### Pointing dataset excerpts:
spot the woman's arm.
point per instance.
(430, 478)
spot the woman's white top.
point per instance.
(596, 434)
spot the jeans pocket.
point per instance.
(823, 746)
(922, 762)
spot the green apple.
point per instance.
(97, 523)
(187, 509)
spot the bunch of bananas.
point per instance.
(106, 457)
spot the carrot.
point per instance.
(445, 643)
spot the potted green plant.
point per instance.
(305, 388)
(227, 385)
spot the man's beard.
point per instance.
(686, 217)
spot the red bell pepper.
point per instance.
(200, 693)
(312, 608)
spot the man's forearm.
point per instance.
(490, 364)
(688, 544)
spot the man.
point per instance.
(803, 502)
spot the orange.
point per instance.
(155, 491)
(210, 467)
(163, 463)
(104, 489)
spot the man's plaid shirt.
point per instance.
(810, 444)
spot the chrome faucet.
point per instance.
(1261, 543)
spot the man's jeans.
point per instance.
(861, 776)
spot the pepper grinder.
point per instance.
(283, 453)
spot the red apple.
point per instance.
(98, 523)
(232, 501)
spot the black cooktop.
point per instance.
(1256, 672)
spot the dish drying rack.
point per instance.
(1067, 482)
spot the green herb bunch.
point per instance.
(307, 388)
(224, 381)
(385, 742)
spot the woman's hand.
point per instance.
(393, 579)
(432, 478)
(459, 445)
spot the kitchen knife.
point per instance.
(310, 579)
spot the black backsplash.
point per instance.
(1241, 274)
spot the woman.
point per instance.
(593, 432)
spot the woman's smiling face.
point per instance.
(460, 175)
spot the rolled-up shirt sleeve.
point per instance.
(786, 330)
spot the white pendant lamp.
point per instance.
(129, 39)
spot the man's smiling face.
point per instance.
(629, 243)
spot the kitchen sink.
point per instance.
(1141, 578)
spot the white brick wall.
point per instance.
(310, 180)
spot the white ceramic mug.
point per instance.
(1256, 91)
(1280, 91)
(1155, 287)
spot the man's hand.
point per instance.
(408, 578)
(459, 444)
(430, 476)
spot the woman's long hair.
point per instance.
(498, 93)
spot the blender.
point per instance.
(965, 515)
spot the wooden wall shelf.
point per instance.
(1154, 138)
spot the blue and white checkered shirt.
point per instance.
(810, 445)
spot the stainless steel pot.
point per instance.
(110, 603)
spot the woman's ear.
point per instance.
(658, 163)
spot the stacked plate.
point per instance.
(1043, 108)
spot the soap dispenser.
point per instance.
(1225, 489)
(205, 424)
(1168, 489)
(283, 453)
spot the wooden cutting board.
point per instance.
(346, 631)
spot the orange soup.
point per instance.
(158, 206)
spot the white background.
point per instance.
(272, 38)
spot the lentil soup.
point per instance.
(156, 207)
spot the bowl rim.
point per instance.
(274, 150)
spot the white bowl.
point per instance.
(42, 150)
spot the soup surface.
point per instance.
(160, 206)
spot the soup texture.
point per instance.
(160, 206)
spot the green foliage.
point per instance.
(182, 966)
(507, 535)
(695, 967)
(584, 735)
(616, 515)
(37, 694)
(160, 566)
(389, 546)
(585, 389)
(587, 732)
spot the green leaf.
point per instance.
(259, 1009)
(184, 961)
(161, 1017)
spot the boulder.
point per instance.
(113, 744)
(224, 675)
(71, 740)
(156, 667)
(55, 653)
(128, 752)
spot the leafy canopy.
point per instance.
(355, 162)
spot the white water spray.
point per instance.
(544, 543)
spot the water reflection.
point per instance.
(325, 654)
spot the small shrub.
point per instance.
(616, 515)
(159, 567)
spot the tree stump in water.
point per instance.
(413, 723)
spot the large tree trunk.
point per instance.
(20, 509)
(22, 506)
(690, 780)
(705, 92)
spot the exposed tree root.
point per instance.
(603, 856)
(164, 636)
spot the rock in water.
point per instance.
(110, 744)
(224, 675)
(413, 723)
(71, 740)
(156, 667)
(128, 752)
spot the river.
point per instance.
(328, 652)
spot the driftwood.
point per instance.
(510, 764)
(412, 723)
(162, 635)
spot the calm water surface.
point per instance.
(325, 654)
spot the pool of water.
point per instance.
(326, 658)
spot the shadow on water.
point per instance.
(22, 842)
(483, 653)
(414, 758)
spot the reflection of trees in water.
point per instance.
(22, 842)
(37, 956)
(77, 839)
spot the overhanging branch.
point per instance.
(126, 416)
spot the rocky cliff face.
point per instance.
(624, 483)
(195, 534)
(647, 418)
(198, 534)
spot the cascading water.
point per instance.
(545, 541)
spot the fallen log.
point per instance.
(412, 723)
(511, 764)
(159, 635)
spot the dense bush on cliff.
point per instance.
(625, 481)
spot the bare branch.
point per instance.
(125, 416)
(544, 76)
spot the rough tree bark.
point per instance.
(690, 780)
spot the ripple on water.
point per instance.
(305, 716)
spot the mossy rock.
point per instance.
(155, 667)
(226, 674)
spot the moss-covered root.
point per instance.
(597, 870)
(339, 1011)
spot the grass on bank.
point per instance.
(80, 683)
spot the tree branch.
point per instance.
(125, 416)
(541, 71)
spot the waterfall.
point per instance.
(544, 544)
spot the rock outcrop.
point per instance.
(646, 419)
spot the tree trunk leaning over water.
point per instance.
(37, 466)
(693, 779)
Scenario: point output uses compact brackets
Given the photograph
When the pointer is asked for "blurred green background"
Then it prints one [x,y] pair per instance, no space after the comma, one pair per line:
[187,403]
--
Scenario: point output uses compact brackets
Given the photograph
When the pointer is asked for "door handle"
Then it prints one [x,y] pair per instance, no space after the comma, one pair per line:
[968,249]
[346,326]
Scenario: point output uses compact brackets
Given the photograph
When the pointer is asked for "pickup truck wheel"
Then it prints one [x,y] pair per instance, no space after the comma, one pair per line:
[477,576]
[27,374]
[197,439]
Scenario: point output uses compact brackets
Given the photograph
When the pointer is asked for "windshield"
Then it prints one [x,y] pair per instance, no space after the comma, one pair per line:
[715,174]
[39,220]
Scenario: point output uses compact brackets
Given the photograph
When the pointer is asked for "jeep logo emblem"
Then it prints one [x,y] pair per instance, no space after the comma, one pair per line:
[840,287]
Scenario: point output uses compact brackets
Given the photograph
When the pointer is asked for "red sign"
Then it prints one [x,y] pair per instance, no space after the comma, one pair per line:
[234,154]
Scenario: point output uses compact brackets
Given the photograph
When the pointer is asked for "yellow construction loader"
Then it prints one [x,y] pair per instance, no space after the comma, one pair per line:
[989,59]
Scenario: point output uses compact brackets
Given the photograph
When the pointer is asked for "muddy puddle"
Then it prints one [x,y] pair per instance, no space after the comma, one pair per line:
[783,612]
...
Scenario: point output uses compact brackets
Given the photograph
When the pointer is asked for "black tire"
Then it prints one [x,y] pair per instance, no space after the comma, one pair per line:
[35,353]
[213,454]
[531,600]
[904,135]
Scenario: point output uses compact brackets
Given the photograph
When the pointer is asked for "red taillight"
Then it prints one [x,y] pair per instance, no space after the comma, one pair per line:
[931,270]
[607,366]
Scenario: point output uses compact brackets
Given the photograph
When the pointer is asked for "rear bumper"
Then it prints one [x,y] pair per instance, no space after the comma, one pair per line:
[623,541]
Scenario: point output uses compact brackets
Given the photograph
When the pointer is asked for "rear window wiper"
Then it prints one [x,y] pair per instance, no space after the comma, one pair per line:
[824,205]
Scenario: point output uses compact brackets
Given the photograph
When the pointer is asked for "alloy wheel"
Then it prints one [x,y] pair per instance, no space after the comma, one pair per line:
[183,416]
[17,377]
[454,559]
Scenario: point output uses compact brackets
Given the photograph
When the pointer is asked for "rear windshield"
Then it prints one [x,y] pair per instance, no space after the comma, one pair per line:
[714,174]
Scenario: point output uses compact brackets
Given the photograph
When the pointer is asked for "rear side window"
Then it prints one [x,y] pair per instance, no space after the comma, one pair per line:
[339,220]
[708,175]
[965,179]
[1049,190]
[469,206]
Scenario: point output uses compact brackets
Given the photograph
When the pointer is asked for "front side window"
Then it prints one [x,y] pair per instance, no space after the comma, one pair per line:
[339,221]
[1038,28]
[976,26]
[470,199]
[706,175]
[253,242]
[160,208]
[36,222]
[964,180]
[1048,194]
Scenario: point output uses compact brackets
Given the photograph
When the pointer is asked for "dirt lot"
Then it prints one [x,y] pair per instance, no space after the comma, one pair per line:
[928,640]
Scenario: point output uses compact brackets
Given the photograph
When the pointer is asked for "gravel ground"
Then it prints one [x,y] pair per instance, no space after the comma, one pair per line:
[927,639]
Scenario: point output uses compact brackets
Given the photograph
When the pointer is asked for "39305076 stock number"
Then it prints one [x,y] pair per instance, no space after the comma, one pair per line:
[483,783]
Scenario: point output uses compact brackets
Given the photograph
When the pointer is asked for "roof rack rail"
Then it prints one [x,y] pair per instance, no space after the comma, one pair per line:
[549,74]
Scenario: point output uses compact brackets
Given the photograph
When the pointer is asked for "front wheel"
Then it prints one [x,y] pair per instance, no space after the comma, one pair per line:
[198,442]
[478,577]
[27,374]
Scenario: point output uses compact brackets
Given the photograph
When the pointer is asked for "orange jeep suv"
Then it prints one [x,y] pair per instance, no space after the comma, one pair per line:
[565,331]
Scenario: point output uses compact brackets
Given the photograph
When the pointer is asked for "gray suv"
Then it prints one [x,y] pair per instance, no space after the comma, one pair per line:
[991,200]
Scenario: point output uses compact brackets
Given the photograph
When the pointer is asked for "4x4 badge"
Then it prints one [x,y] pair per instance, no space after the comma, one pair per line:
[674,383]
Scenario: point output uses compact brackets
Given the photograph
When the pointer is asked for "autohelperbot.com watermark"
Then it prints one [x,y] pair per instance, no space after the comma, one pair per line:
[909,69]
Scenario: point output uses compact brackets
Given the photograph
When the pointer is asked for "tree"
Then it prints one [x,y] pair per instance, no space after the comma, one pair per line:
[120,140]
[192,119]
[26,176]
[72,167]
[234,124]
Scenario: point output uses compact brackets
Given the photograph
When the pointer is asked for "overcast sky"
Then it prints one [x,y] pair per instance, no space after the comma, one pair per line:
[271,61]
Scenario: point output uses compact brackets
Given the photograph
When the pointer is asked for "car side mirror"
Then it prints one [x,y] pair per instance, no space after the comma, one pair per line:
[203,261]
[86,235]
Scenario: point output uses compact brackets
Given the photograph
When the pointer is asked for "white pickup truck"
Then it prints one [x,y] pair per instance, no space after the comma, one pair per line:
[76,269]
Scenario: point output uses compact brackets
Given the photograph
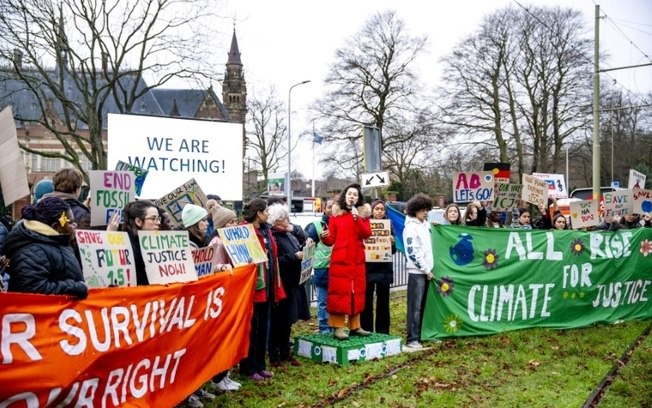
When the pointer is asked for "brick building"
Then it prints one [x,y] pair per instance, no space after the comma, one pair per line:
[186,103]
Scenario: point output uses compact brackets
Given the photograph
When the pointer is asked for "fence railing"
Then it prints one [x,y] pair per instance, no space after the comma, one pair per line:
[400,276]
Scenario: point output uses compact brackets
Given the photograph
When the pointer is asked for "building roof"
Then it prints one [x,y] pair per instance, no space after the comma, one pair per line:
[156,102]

### Work to do:
Count the lines in the records above that contain the string "background", treating uppercase and lowercase as different. Reply with the number alone.

### Task response:
2